***** Source document

# Now Bindings



## htfu (Mar 18, 2015)

the most significant thing for me having ridden now ipos and drives is that my feet are way less tired at the end of the day (compared to union force/hire gear). they are also pretty good at absorbing chatter ... again compared to unions and a bunch of hire gear. my ipos had shit toe/ankle straps, the drives toe/ankle straps (2016/17) are perfect; seems like the newer toe/ankle straps are pretty good now. the only issues seem to be the return springs & ladders and the one buckle i broke (not a materials issue, i just snapped it off which was probably a combination of super cold conditions and me over tightening). doubt i will be changing from now bindings for a while ...


----------



## 16gkid (Dec 5, 2012)

Switched over from Flux sf's to Now Drives this season, skatetech didnt seem to make the binding too different, they are definitely more comfortable for long days of riding. Ankle strap is fine(waffle from flux/burton seems better) toe strap is meh, works on my backfoot fine, but slips on my front foot. will switch the ladders from left to right to see if it makes a difference. Only kinda big problem is that if I add more than one notch of forward lean the highback touches the boa wheel on my boot and can cause it to unlock, so I have to ride with minimal forward lean:dry:


----------



## pxn13 (Jan 19, 2016)

I like them quite a bit. IF you are looking for bindings with similar feel, you could also consider K2 Lien. I have a pair as well and I switch between the 2 depending on how I feel that day.


----------



## robotfood99 (Mar 19, 2016)

16gkid said:


> Only kinda big problem is that if I add more than one notch of forward lean the highback touches the boa wheel on my boot and can cause it to unlock, so I have to ride with minimal forward lean:dry:



Really? I have mine at three clicks forward but never came across what you described, in either Ion boas or DC Judges. Odd.


----------



## Pointy Deity (Dec 12, 2014)

I had the same question earlier this season: thread

They're not really all that different than regular bindings as far as technique, angles, feel, etc. You don't actually feel the bindings rocking back and forth on the hanger. I like them (Now Drives) a lot and would recommend them, much more stiff and precise than my old bindings (really old Rome 390s with new straps), especially when matched with stiff boots. Agree with 16gkid, the toe straps kind of suck. They come loose and don't fit my boots well.. I'm going to try using my Rome straps on them this weekend. Ankle straps are good. I don't have any problems with my BOAs though (medium size bindings, max forward lean, size 9 K2 Thraxis boots).

**********
***** Records supplied

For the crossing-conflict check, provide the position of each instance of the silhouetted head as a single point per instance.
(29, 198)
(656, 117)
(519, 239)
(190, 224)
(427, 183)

**********

* [Exercise directions]:
In the Now bindings thread, which bindings does pxn13 suggest for a similar feel?

* [Output for this task]:
K2 Lien.